§ Extrait du document
Malgré tout, La femme d'à côté reste à mon goût un film mineur à cause de son scénario franchement pas folichon. Le principal problème réside dans le manque d'alchimie entre Ardant et Depardieu. Chacun fait ce qu'il peut pour alimenter cette romance secrète, mais je n'ai pas cru un seul instant à cet amour ardent et complexe. Quant au drame psychologique, il semble bien trop convenu et attendu : on sait parfaitement quels chemins vont être empruntés, jusqu'à un dénouement assez bête qui fait lever les yeux au ciel. Bref, c'est un film qui se regarde aisément, mais qui ne méritera pas un deuxième visionnage.
L'homme invisible (1933)
La version originale de L'homme invisible, réalisée par James Whale, est infiniment plus ludique et étonnante que l'adaptation faiblarde avec Elisabeth Moss que j'avais vue au cinéma en 2020. Le film va fêter ses 100 ans d'ici quelques années et il reste aujourd'hui tout à fait impressionnant sur le plan des effets spéciaux. James Whale n'y va pas par quatre chemins et ne ménage pas le suspense : l'homme invisible enlève ses bandages au bout de 15 minutes et le reste du film est une amusante chasse à l'homme aveugle. Même lorsque Jack Griffin est nu, et donc totalement invisible, il est tout de même présent à l'écran. Que ce soit grâce à la voix de Claude Rains ou par l'intermédiaire de petits ajouts comme une cigarette, l'homme invisible est constamment visible.
Niveau scénario, j'ai été agréablement surpris par le comportement du personnage principal. La potion qui le rend invisible le transforme également en meurtrier fou aux idées totalitaristes, ce qui ajoute beaucoup de piment à l'histoire. Jack est diabolique et mauvais, rendant certaines séquences étonnamment drôles. Le rire mesquin de Claude Rains donne au film un aspect loufoque, c'est très amusant. Bref, L'homme invisible est un film à voir, ne serait-ce que pour le côté technique : rendre un personnage partiellement invisible en 1933 a dû représenter un sacré défi pour adapter le roman d'H.G. Wells, pari relevé haut la main par John P. Fulton – superviseur des effets spéciaux. Pour le voir, je vous conseille la VO mais il existe une version VF via ce lien qui fera parfaitement l'affaire.
Le guépard (1963)

§ Listing
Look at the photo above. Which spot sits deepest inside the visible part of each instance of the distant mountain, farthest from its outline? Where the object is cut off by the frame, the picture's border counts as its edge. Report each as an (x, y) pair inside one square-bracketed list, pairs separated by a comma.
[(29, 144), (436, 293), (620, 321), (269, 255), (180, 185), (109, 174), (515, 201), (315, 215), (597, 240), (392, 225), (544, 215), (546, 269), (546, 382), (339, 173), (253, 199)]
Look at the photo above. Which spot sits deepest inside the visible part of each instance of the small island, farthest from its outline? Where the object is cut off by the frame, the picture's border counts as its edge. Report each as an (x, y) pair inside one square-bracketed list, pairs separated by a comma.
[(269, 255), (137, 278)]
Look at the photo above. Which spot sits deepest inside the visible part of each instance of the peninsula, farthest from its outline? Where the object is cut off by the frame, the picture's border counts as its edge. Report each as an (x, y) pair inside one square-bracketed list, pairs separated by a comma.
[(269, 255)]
---
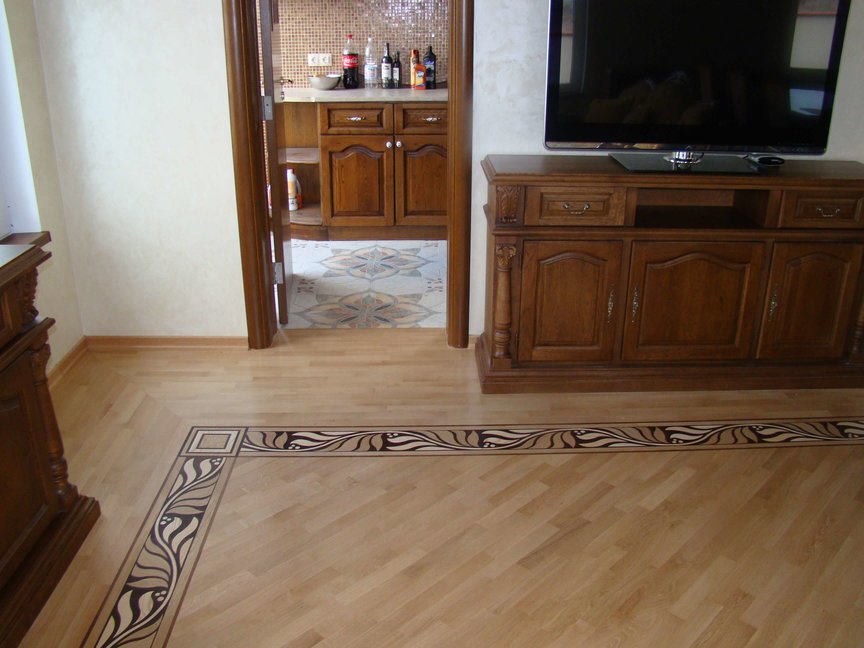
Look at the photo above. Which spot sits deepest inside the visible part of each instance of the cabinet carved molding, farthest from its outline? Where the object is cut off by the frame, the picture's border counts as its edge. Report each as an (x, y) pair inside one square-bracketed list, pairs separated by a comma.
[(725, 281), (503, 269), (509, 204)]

§ Énoncé 1
Relevez toutes les personnes réelles nommées dans l'extrait de critiques de films, sans compter les personnages.
§ Énoncé 2
Répondez à ces questions d'après l'extrait de critiques de films :
(a) Entre quels acteurs l'auteur juge-t-il que l'alchimie manque dans La femme d'à côté ?
(b) Au bout de combien de minutes l'homme invisible enlève-t-il ses bandages ?
(c) Quel rôle occupait John P. Fulton ?
Le listing n'a aucune utilité ici.

§ Réponse attendue 1
Ardant, Depardieu, James Whale, Elisabeth Moss, Claude Rains, H.G. Wells, John P. Fulton

§ Réponse attendue 2
(a) Entre Ardant et Depardieu.
(b) Au bout de 15 minutes.
(c) Superviseur des effets spéciaux.